→ **Study text**

NAACP Bombing Act of Domestic Terrorism? FBI Investigating Attack

(Photo: Screenshot/YouTube)The FBI is investigating whether an explosion that occurred near the Colorado Springs NAACP Branch was an act of domestic terrorism

The FBI is investigating whether an explosion that occurred near the Colorado Springs National Association for the Advancement of Colored People (NAACP) Branch was an act of domestic terrorism and officials have raised the possibility of it being a hate crime.

A homemade explosive device was detonated outside the office near a barber shop on Tuesday morning, however; there were no reported injuries and the building sustained minor damages. FBI officials are searching for a person of interest, described as being a balding white male in his 40s who was reportedly seen in the area driving a dirty pickup truck.

In a statement the NAACP, the nation's oldest civil rights organization, said it "looks forward" to a federal investigation.

"No injuries were reported in what is believed to be an explosion near the Colorado Springs NAACP Branch located on the 600 block of S. El Paso St. The cause of the explosion is still unknown," the organization wrote in a statement to The Christian Post. "The NAACP looks forward to a full and thorough investigation into this matter by federal agents and local law enforcement."

The makeshift bomb was detonated near a gasoline canister that failed to ignite.

Social networking site Twitter was rife with speculation about the motive behind the attack, particularly in the wake of ongoing racial unrest. Denver FBI spokeswoman Amy Sanders said Wednesday that authorities have not ruled out the possibility of domestic terrorism.

"Certainly domestic terrorism is one possibility among many others," Sanders said. "We are investigating all potential motives at this time."

→ **Data**
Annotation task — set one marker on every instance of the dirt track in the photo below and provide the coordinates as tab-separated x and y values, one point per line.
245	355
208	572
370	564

→ **Activity list**
**a.** In the article on the Colorado Springs NAACP explosion, how is the person of interest described?
**b.** Proceed with the article on the Colorado Springs NAACP explosion, starting after its final sentence.
The data above come from a separate source unrelated to the article on the Colorado Springs NAACP explosion.

→ **Outputs by task**
**a.** A balding white male in his 40s, reportedly seen in the area driving a dirty pickup truck.

**b.**
Sondra Young, president of the NAACP's Denver chapter, said the incident "certainly raises questions of a potential hate crime."

"But at this point we're still gathering information. It's a very sad situation, but we're happy our people in Colorado Springs are safe," Young said, the Los Angeles Times reported.

The FBI's Joint Terrorism Task Force is leading the investigation along with the Colorado Springs Police and the federal Bureau of Alcohol, Tobacco, Firearms and Explosives.

Sen. Kent Lamber (R-Colorado), whose district includes the NAACP office, condemned the attack and vowed to bring those responsible to justice.

"We will track you down, prosecute you to the fullest extent of the law and put you in prison," he said according to Fox News. "We will not tolerate that kind of violence in our society."

This is not the first time an NAACP office has been targeted. In 1989, eight people were left injured when a tear-gas bomb was mailed to the southeastern regional headquarters in Atlanta.

"I am deeply troubled by the bombing in Colorado. It reminds me of another period. These stories cannot be swept under the rug #NAACPBombing," civil rights leader Rep. John Lewis (D-Georgia) tweeted.

Henry Allen Jr., the NAACP Colorado Springs chapter president, vowed to continue serving the community.